[Task goal]
Please reproduce all of the entries below word for word, omitting the pictures.

[Data extract]
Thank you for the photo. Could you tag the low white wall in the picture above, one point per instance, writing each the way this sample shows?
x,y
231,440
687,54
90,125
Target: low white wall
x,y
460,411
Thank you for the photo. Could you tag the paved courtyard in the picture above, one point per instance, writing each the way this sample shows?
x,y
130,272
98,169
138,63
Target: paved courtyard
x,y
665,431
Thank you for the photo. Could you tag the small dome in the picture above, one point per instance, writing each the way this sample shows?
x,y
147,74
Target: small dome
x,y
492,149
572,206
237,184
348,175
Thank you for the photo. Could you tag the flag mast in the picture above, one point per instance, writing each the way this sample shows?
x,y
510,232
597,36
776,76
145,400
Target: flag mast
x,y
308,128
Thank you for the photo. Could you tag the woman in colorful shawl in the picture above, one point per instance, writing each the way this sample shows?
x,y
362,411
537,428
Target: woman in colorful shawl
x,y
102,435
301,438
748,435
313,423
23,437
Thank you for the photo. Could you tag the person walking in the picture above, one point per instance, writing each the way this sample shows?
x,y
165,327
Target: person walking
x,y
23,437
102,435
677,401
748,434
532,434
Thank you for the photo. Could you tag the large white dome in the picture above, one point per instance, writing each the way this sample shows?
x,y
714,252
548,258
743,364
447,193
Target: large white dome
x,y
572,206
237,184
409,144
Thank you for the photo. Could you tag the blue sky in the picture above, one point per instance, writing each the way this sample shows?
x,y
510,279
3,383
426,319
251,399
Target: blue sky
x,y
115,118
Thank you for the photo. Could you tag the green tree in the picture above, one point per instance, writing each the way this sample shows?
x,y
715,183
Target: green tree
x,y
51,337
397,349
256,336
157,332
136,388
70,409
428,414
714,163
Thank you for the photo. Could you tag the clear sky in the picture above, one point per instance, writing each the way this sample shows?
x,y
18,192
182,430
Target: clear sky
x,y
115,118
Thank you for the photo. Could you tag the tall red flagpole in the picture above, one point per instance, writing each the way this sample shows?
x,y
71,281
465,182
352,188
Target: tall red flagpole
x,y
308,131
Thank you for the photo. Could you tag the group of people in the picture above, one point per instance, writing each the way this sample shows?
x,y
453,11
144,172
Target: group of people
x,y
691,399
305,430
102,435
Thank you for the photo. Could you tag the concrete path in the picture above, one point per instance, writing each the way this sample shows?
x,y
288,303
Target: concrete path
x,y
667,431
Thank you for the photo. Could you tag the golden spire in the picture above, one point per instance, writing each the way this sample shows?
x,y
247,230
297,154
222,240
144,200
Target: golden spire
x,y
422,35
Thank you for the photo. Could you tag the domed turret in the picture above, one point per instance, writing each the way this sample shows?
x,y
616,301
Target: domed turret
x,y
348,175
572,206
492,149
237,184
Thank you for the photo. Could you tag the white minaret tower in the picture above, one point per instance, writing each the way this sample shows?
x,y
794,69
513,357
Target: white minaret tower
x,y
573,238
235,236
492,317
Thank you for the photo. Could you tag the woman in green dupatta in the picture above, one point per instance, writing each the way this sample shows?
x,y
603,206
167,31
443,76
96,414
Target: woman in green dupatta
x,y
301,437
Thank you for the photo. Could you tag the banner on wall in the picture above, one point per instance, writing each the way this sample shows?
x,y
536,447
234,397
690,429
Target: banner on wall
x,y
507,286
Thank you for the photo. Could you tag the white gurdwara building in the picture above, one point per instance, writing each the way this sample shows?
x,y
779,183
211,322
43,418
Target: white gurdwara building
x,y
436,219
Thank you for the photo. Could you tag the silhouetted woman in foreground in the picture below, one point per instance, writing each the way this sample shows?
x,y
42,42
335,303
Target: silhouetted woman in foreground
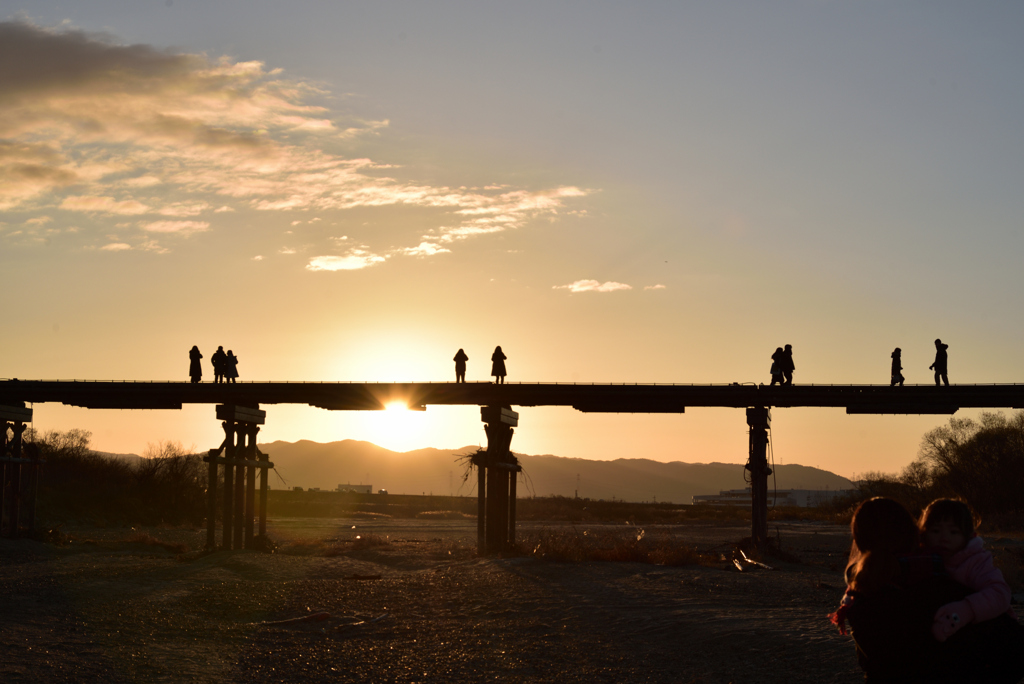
x,y
195,368
894,591
498,366
460,366
230,366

[Answer to this problem]
Thank you for the photo. Could you tag the low white wall in the picture above, one point per instance, writing each the way this sample shows?
x,y
231,440
687,54
90,125
Target: low white wall
x,y
460,411
Thank you for the photo. Could you tag the paved courtyard in the picture above, one point per instance, writing each the way this sample shows?
x,y
130,272
98,169
138,63
Target: paved courtyard
x,y
665,431
Thank you for the photo. Could you tag the small dome in the picture above, one point per instance, writing each the way this sample shows?
x,y
147,74
Target: small dome
x,y
492,149
572,206
237,184
348,175
Thank you for the photo. Could you tag the flag mast in the picture above, one point per instance, writing each the way this sample shows?
x,y
510,232
597,36
776,76
145,400
Target: flag mast
x,y
308,128
Thank you for the photo. Could you tag the woman in colorful shawl in the picture above, one point per instance, writing each the way this sample shows?
x,y
362,411
537,428
Target: woman in colorful shawl
x,y
102,435
301,438
748,435
313,423
23,437
Thank you for the photo. Could you tag the person walking in the picture above, one point per instance, writing each the way this sample shows?
x,y
165,327
Target: person walking
x,y
23,437
102,435
677,401
748,434
532,434
Thank you for the photo. Could you tag the large white dome in the picture above, one point per instance, writing each the way this sample shows?
x,y
714,252
548,258
743,364
447,193
Target: large white dome
x,y
572,206
237,184
409,144
Thank you for the photo. Could you tag the blue sky in the picture above, one point per instance, writing each the way this sample shows?
x,y
510,279
3,383
426,319
251,399
Target: blue sky
x,y
115,118
Thank you for the photo. Could you tag the green tree in the picture above, one point per instance, writing each the way this sample shows?
x,y
715,183
Target: green tree
x,y
51,337
397,349
256,336
157,332
136,388
70,409
428,414
714,163
Thank you for the photo. Could you tag the clear sky in the picture above, one point per instance, writing each the way this sample shows?
x,y
18,192
182,430
Target: clear sky
x,y
115,118
Thank you for the photo. Could you tag the tall red flagpole in the picture above, one point per instance, writing each the way this sample shows?
x,y
71,281
465,182
352,188
Target: tall red flagpole
x,y
308,131
Thank you for the photo. Could you tag the group of people in the picture above, one point per instance, writing each the way this sample shows?
x,y
453,11
144,172
Target: group of people
x,y
691,399
305,430
102,435
Thank you for the photo. Could you tag the concrete path in the picture above, one point per instance, writing each the way this sample shows?
x,y
288,303
Target: concrete path
x,y
667,431
Thank you for the photo. Could you tag the golden spire in the picture above, one point per instance, writing each the way this sample shows?
x,y
247,230
297,154
222,240
144,200
Target: golden spire
x,y
422,35
Thank you for the photo. Could you tag the domed turret in the picture above, one point per instance, writing each the way this sample shows?
x,y
616,301
Target: domed turret
x,y
348,175
572,206
492,149
237,184
Thank you for the photo. Could you tag the white minaret tower in the picture above, one point per instance, writing each the way this sample shows?
x,y
794,69
513,357
Target: white minaret tower
x,y
573,238
235,236
492,317
Thank you for the photo. Could you tag the woman in green dupatta in the picture above, one point per instance, writing each the way this sample shows?
x,y
603,206
167,31
443,76
96,414
Target: woman in green dupatta
x,y
301,437
Thank you for the photo. Could you tag the banner on wall in the picture above, one point per instance, writing each the way this sample shows?
x,y
536,447
234,397
690,429
Target: banner on wall
x,y
507,286
Thank you for the photo. Could you tag the white gurdwara building in the picture above, one point per instance, writing each the way this sample shows?
x,y
779,183
211,322
43,418
Target: white gurdwara building
x,y
436,219
Thank you for the photo. Could you tag the silhouetted woman in foreground in the picture below, one point per instance, writing each the way this sample shows?
x,y
42,42
335,303
Target: silhouetted woman in foreground
x,y
195,368
894,591
498,366
460,366
230,366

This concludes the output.